▶ _SET TASK_:
Find the line that contains "Task: annotate the white van" in the entries below. Output it and each later line exactly, and nothing else.

▶ _LISTED RECORDS_:
* START *

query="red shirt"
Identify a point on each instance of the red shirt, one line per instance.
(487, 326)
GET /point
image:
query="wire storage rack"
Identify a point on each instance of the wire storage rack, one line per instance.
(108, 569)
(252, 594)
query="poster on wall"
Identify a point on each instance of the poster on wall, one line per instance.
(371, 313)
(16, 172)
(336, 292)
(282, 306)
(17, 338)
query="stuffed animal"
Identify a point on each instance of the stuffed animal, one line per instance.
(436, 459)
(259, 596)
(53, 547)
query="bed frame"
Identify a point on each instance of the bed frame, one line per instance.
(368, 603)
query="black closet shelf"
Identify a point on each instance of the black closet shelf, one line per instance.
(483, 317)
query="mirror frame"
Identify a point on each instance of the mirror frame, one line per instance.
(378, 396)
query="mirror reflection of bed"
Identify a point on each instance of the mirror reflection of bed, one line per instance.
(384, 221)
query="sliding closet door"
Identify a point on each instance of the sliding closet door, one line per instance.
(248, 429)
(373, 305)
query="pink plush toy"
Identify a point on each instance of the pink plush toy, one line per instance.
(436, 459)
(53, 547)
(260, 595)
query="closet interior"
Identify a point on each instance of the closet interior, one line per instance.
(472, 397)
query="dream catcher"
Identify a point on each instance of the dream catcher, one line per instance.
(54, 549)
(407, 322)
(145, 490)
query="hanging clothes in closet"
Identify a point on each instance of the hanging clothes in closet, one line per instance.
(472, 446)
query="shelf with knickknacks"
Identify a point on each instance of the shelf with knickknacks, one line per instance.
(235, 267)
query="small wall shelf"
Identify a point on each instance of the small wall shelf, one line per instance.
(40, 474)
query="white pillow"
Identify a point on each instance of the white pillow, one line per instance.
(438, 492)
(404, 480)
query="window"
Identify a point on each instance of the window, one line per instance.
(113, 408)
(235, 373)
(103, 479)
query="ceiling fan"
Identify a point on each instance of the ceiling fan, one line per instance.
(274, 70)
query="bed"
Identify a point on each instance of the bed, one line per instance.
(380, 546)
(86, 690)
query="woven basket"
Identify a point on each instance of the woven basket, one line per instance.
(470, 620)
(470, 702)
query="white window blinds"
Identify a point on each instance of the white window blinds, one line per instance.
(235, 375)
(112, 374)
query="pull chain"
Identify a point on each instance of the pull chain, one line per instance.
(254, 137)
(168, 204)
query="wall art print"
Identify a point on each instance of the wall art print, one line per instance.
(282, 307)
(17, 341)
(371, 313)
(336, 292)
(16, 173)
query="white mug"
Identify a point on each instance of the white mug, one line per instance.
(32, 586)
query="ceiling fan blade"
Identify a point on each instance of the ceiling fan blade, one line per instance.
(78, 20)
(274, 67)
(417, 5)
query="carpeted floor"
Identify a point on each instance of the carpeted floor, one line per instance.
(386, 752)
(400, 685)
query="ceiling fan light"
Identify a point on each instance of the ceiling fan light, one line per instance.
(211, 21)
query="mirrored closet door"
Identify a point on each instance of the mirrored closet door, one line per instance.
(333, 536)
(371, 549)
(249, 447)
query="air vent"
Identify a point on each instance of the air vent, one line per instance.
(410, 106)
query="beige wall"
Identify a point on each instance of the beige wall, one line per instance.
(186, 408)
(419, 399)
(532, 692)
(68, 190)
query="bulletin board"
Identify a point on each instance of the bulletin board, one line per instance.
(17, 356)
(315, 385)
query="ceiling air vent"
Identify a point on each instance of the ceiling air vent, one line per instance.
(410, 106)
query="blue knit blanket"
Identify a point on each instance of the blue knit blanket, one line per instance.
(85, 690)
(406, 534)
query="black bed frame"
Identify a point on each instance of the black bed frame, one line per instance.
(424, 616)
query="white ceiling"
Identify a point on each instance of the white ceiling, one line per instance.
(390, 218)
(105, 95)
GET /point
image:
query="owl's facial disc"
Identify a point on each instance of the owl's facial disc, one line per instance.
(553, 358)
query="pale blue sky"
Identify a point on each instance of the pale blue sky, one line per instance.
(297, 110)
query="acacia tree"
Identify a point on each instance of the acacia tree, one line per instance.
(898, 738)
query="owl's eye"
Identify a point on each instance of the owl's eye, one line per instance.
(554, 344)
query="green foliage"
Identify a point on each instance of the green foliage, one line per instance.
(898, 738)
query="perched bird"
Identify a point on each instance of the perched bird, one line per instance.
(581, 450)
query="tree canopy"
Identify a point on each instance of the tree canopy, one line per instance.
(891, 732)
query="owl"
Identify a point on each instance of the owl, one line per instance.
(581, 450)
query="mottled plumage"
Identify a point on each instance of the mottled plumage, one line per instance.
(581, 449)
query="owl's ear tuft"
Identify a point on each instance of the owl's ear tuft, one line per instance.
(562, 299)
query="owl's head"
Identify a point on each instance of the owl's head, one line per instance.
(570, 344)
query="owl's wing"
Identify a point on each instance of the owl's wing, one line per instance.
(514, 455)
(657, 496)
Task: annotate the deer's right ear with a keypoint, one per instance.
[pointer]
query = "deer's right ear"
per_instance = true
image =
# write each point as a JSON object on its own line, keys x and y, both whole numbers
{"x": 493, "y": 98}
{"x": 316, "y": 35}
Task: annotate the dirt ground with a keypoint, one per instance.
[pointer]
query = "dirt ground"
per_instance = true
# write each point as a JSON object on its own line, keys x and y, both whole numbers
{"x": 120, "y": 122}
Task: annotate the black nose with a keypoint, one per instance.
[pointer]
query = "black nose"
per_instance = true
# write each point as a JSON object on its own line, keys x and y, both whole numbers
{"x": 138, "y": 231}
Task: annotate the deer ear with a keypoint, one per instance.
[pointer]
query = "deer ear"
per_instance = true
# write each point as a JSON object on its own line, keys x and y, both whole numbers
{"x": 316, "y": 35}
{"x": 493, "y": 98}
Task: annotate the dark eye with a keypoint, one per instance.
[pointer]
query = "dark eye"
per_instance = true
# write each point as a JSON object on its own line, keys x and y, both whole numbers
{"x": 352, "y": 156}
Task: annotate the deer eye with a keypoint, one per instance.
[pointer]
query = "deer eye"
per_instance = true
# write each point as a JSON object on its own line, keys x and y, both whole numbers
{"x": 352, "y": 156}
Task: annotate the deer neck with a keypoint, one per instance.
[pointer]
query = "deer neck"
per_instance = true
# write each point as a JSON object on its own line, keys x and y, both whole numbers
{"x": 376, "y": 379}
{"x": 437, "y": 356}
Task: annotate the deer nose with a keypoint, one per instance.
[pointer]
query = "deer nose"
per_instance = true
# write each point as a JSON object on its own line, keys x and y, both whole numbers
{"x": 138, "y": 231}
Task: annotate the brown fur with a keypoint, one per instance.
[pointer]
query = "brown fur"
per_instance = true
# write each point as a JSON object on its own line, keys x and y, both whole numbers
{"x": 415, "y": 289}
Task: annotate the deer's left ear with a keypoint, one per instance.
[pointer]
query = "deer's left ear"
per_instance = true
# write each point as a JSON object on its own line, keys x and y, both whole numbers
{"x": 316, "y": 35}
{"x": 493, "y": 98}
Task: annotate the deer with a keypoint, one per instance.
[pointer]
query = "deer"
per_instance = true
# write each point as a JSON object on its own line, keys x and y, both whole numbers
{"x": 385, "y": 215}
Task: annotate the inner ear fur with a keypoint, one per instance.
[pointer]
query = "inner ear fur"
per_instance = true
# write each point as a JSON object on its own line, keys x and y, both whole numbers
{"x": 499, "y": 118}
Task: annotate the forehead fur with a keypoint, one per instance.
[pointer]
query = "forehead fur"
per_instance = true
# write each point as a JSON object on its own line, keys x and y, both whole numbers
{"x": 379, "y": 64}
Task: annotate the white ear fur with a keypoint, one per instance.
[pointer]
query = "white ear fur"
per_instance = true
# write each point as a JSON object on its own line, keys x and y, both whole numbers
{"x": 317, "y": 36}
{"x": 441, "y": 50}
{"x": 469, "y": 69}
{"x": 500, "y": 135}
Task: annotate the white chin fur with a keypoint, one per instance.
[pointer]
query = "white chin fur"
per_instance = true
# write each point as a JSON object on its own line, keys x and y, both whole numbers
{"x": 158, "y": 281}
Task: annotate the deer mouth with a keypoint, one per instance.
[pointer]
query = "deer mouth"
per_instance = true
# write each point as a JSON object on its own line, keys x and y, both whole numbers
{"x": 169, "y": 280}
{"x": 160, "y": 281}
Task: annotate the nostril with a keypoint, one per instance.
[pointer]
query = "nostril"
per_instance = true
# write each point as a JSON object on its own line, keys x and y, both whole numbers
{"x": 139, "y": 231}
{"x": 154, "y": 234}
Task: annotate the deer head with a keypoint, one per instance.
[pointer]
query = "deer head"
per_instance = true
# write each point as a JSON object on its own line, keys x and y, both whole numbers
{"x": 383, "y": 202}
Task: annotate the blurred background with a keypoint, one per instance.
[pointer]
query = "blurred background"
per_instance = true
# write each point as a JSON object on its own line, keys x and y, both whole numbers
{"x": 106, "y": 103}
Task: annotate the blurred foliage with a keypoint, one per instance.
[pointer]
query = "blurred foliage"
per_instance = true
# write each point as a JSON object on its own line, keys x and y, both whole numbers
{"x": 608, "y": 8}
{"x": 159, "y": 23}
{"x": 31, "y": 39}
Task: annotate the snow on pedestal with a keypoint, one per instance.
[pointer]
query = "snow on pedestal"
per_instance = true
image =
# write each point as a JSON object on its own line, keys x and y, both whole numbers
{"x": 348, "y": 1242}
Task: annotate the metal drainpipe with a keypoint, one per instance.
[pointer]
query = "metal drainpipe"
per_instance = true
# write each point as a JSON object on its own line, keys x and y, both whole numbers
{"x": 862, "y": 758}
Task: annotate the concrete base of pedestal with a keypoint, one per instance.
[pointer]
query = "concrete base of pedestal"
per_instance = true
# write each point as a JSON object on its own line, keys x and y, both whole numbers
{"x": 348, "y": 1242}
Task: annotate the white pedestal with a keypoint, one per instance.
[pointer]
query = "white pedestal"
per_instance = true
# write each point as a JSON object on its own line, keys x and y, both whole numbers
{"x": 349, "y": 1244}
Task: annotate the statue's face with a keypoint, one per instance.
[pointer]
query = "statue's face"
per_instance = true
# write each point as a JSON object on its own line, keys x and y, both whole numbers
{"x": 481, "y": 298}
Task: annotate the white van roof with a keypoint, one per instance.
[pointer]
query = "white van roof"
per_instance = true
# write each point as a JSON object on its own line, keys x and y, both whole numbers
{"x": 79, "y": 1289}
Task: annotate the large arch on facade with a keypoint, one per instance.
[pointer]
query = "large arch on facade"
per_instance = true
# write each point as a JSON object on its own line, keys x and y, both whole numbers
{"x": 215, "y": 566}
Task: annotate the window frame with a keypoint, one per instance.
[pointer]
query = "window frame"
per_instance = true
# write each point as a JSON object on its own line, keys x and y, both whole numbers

* END *

▶ _EXERCISE RESULT_:
Task: annotate the white van roof with a keypoint, one per instance.
[pointer]
query = "white van roof"
per_instance = true
# write each point as a JSON object on its own line, keys x and y, both whole numbers
{"x": 79, "y": 1289}
Task: annotate the large arch on facade with a keypoint, one per instance.
[pointer]
query = "large arch on facade"
per_instance = true
# write each point as a JSON object on its own line, keys x and y, both whole numbers
{"x": 215, "y": 566}
Task: annotate the window frame with a keypoint, one per instance.
[pointer]
query = "window frame"
per_instance = true
# write each point as a JSON object on its own line, keys x and y, both whole numbers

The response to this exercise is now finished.